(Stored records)
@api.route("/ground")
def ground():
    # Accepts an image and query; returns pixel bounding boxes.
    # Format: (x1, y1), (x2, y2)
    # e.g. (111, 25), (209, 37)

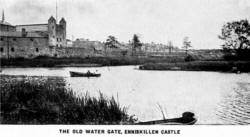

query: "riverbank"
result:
(139, 61), (250, 72)
(0, 56), (185, 68)
(0, 75), (137, 124)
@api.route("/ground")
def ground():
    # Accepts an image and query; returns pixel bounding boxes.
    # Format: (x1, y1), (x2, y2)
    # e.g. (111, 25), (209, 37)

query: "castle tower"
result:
(48, 16), (57, 46)
(59, 18), (66, 46)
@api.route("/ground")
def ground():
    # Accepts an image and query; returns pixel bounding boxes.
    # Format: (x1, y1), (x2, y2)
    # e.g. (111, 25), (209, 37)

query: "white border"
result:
(0, 125), (250, 137)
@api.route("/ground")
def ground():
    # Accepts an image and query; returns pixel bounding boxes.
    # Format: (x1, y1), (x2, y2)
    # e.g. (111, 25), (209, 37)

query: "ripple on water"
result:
(216, 82), (250, 125)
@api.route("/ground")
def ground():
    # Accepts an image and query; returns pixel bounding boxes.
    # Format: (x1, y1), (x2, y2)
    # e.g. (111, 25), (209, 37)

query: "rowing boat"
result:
(69, 71), (101, 77)
(136, 112), (197, 125)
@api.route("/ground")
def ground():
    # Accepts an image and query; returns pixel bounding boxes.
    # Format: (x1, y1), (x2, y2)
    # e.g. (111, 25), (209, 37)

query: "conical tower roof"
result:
(0, 10), (13, 26)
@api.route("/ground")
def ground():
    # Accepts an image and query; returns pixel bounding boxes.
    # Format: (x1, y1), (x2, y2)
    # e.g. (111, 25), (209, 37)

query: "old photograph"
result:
(0, 0), (250, 127)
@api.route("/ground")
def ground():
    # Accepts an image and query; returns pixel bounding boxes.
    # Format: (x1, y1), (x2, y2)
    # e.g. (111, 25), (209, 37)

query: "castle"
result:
(1, 11), (165, 59)
(0, 11), (188, 59)
(0, 11), (69, 58)
(0, 11), (128, 59)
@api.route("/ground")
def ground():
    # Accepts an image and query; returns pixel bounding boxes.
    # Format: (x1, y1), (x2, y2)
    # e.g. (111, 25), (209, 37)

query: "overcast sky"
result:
(1, 0), (250, 49)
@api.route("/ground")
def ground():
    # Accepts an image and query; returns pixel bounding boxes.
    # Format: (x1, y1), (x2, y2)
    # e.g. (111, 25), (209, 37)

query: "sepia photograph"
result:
(0, 0), (250, 135)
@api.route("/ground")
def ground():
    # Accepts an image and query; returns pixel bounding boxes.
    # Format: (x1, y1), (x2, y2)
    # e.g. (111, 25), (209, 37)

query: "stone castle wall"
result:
(105, 48), (131, 57)
(0, 37), (52, 58)
(0, 37), (107, 59)
(54, 47), (96, 58)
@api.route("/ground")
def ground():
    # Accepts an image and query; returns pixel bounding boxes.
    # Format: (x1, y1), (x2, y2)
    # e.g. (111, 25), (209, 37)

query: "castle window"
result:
(60, 44), (62, 47)
(11, 47), (15, 52)
(36, 48), (39, 52)
(0, 37), (3, 41)
(0, 47), (3, 52)
(30, 38), (34, 41)
(57, 38), (59, 42)
(13, 38), (16, 41)
(56, 44), (58, 47)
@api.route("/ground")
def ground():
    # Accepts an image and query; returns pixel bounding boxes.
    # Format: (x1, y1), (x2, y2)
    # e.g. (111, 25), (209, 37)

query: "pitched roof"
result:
(0, 20), (14, 26)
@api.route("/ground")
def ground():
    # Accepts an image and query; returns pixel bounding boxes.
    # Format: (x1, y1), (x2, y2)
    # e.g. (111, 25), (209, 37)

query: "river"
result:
(1, 66), (250, 125)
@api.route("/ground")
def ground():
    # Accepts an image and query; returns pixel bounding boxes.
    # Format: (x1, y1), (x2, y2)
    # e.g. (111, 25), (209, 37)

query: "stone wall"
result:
(105, 48), (131, 57)
(73, 40), (104, 51)
(0, 37), (52, 58)
(54, 47), (96, 58)
(0, 36), (105, 59)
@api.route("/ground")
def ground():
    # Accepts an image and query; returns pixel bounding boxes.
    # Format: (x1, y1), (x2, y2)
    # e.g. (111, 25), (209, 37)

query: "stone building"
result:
(0, 31), (52, 58)
(14, 16), (66, 47)
(0, 12), (67, 58)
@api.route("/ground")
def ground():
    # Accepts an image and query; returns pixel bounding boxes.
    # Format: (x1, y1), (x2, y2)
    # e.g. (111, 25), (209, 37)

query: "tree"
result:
(104, 35), (120, 56)
(219, 19), (250, 59)
(104, 35), (120, 48)
(182, 37), (192, 56)
(131, 34), (142, 56)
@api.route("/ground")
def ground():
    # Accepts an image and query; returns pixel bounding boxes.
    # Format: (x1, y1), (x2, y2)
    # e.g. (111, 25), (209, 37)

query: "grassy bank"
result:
(139, 61), (250, 72)
(0, 56), (185, 67)
(0, 75), (136, 124)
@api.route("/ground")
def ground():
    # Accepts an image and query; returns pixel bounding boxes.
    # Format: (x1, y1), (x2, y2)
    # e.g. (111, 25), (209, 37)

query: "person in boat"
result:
(87, 70), (91, 74)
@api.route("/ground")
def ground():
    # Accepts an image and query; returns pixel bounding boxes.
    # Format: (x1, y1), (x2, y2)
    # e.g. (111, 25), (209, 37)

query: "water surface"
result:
(1, 66), (250, 124)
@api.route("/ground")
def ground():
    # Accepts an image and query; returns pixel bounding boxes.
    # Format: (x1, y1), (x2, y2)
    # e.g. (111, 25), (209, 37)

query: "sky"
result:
(1, 0), (250, 49)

▶ **What to produce**
Go over the data above and copy every line that has the word "water" in it.

▶ **Answer to this task**
query: "ripple on water"
query: "water surface"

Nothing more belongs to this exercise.